Entries from a pointing dataset:
○ ○ ○ ○ ○

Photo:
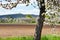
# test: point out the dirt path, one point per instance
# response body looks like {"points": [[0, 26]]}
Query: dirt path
{"points": [[22, 30]]}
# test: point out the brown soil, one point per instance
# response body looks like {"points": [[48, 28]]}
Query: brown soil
{"points": [[23, 30]]}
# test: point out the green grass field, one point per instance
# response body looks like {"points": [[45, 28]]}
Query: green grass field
{"points": [[46, 37]]}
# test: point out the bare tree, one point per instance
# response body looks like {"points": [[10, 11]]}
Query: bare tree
{"points": [[41, 4]]}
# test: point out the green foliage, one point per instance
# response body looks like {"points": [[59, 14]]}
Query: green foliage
{"points": [[28, 16]]}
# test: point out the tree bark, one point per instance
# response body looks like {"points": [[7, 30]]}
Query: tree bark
{"points": [[39, 27]]}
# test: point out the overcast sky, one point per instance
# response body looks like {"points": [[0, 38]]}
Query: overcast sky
{"points": [[21, 8]]}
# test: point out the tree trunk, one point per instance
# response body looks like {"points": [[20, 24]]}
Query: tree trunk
{"points": [[40, 21]]}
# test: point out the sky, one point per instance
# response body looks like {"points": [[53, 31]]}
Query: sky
{"points": [[21, 8]]}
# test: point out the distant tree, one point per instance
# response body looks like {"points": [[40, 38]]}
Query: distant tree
{"points": [[28, 16]]}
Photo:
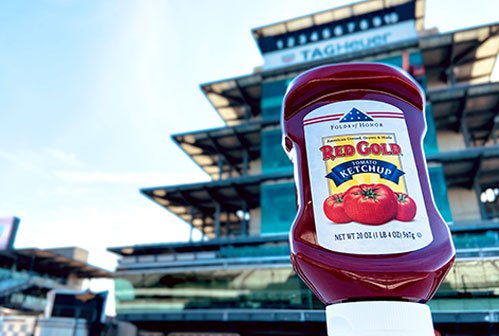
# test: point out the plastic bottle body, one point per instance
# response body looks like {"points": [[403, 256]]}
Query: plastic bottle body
{"points": [[335, 276]]}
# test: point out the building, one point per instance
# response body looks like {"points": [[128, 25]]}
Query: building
{"points": [[238, 278], [27, 275]]}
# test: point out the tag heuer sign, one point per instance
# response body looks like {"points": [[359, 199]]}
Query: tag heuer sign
{"points": [[369, 30]]}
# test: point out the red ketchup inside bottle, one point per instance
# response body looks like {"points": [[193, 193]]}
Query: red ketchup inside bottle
{"points": [[368, 239]]}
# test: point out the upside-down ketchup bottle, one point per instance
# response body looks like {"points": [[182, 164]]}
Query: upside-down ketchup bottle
{"points": [[367, 239]]}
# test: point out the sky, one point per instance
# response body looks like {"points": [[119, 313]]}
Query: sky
{"points": [[90, 92]]}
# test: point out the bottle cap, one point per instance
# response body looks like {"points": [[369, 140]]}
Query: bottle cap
{"points": [[379, 318]]}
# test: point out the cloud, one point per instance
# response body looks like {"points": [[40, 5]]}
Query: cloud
{"points": [[26, 161], [69, 159], [139, 178], [96, 228]]}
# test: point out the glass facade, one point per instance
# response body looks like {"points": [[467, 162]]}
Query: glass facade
{"points": [[476, 281], [278, 205], [273, 157]]}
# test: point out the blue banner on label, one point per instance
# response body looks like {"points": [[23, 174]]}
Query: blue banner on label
{"points": [[344, 172]]}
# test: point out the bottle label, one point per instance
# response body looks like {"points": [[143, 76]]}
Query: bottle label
{"points": [[366, 191]]}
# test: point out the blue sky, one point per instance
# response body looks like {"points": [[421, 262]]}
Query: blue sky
{"points": [[90, 92]]}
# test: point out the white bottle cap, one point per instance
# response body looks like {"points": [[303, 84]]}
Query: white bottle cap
{"points": [[379, 318]]}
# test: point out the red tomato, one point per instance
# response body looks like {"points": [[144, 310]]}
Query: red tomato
{"points": [[406, 207], [333, 209], [372, 204]]}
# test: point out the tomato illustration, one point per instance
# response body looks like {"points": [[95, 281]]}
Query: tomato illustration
{"points": [[334, 211], [406, 209], [372, 204]]}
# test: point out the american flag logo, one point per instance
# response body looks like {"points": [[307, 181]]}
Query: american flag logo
{"points": [[354, 115]]}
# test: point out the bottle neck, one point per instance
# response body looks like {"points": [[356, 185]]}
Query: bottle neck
{"points": [[379, 318]]}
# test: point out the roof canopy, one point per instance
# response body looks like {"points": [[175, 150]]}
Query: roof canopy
{"points": [[224, 149], [462, 56], [197, 203], [471, 106], [337, 14]]}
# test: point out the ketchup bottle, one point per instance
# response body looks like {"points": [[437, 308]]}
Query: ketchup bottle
{"points": [[367, 239]]}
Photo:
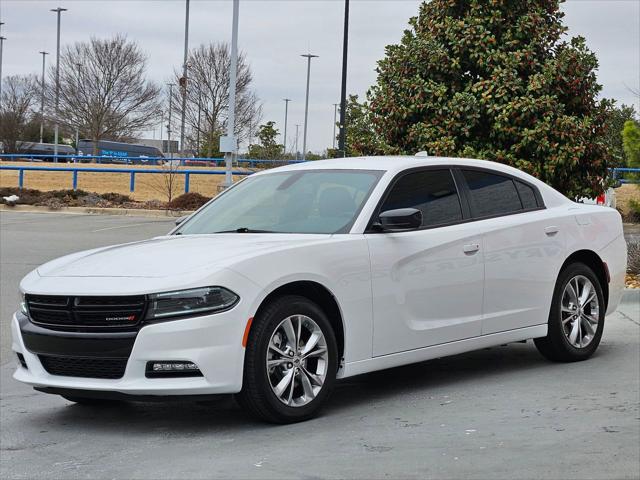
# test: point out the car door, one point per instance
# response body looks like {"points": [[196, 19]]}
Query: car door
{"points": [[523, 249], [427, 283]]}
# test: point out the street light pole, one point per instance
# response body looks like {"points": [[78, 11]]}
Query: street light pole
{"points": [[343, 95], [170, 85], [232, 145], [161, 128], [308, 56], [79, 65], [335, 121], [58, 11], [44, 55], [184, 75], [199, 118], [286, 118], [2, 39]]}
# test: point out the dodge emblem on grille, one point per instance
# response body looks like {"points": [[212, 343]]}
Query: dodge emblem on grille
{"points": [[130, 318]]}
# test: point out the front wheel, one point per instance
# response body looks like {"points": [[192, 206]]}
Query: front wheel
{"points": [[576, 320], [290, 362]]}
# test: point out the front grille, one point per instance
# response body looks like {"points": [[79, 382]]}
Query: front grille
{"points": [[110, 368], [86, 313]]}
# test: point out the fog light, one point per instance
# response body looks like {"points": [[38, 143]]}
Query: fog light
{"points": [[22, 361], [172, 369]]}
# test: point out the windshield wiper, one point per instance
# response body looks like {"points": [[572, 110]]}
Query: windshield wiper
{"points": [[245, 230]]}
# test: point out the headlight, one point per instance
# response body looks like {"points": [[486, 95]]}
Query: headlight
{"points": [[191, 302], [23, 305]]}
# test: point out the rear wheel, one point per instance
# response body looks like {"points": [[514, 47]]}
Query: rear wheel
{"points": [[290, 362], [576, 320]]}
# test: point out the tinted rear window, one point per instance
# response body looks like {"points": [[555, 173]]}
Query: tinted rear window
{"points": [[527, 195], [491, 194]]}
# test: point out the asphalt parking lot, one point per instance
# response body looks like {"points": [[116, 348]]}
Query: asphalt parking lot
{"points": [[497, 413]]}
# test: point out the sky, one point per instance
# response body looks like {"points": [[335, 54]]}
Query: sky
{"points": [[274, 33]]}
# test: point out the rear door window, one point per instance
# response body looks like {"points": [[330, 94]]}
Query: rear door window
{"points": [[491, 194]]}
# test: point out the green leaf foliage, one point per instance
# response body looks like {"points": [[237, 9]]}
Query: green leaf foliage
{"points": [[631, 143], [268, 149], [490, 79]]}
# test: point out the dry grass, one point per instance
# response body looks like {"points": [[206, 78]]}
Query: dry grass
{"points": [[146, 185], [624, 194]]}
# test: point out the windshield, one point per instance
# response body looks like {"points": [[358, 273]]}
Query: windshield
{"points": [[309, 201]]}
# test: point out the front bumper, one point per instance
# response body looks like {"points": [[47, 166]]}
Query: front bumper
{"points": [[213, 343]]}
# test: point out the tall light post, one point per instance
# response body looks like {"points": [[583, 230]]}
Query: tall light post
{"points": [[199, 119], [335, 121], [183, 80], [228, 144], [2, 39], [58, 11], [79, 65], [343, 94], [308, 56], [44, 55], [161, 129], [286, 118], [170, 85]]}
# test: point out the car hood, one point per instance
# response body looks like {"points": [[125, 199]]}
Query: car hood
{"points": [[172, 255]]}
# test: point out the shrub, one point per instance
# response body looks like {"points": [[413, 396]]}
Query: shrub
{"points": [[188, 201], [633, 262], [116, 197], [633, 215]]}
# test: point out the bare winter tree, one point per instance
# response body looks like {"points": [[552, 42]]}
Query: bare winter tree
{"points": [[19, 96], [103, 89], [207, 91]]}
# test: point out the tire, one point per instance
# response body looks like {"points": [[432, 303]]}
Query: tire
{"points": [[302, 398], [562, 343]]}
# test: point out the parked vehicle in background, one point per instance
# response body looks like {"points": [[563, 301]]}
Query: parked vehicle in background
{"points": [[121, 152], [303, 274], [35, 148]]}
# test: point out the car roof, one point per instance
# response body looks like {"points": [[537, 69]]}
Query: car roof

○ ○ ○ ○ ○

## Exercise
Exactly and only the lines from the one containing "# test: point out the rear door" through the end of the material are to be reproduced, both ends included.

## Complete answer
# test: point out the rear door window, one point per instance
# response body looks like {"points": [[330, 94]]}
Query: rear door window
{"points": [[491, 194]]}
# test: point out the green leaf foliage, one point per instance
# response body looks like {"points": [[237, 9]]}
Query: green leaf foliage
{"points": [[631, 143], [268, 149], [490, 79]]}
# test: point out the dry grass, one point per instance
# response body looks like {"points": [[206, 78]]}
Query: dry grass
{"points": [[146, 185], [624, 194]]}
# test: point out the windshield, one point per instance
# response body looks like {"points": [[358, 273]]}
Query: windshield
{"points": [[309, 201]]}
# test: point out the front bumper, one point per instance
# response body looks like {"points": [[47, 166]]}
Query: front bumper
{"points": [[213, 343]]}
# test: point out the tall light post, one point per instance
# response body looks like {"points": [[583, 230]]}
Query: tall light post
{"points": [[199, 119], [335, 121], [183, 80], [228, 144], [2, 39], [58, 11], [79, 65], [343, 94], [308, 56], [44, 55], [161, 129], [286, 118], [170, 85]]}
# test: point out the car hood, one point per instance
# response body looks like {"points": [[125, 199]]}
Query: car hood
{"points": [[172, 255]]}
# test: point out the shrub, one point per instance
# response body looks like {"points": [[413, 396]]}
Query: shrub
{"points": [[188, 201], [633, 262], [116, 197], [633, 215]]}
# test: point out the bare winter tree, one point per instance
# response body looks like {"points": [[552, 42]]}
Query: bare winter tree
{"points": [[19, 96], [103, 89], [207, 91]]}
# test: point out the tire, one point per instance
# response body looks like {"points": [[432, 303]]}
Query: tire
{"points": [[302, 398], [562, 343]]}
# test: point out the parked vehicle in background, one point per instance
# response body looks like {"points": [[563, 301]]}
Query: parked vehicle in background
{"points": [[121, 152], [303, 274], [35, 148]]}
# test: point out the car roof, one point per instance
# response body looks like {"points": [[537, 69]]}
Query: car roof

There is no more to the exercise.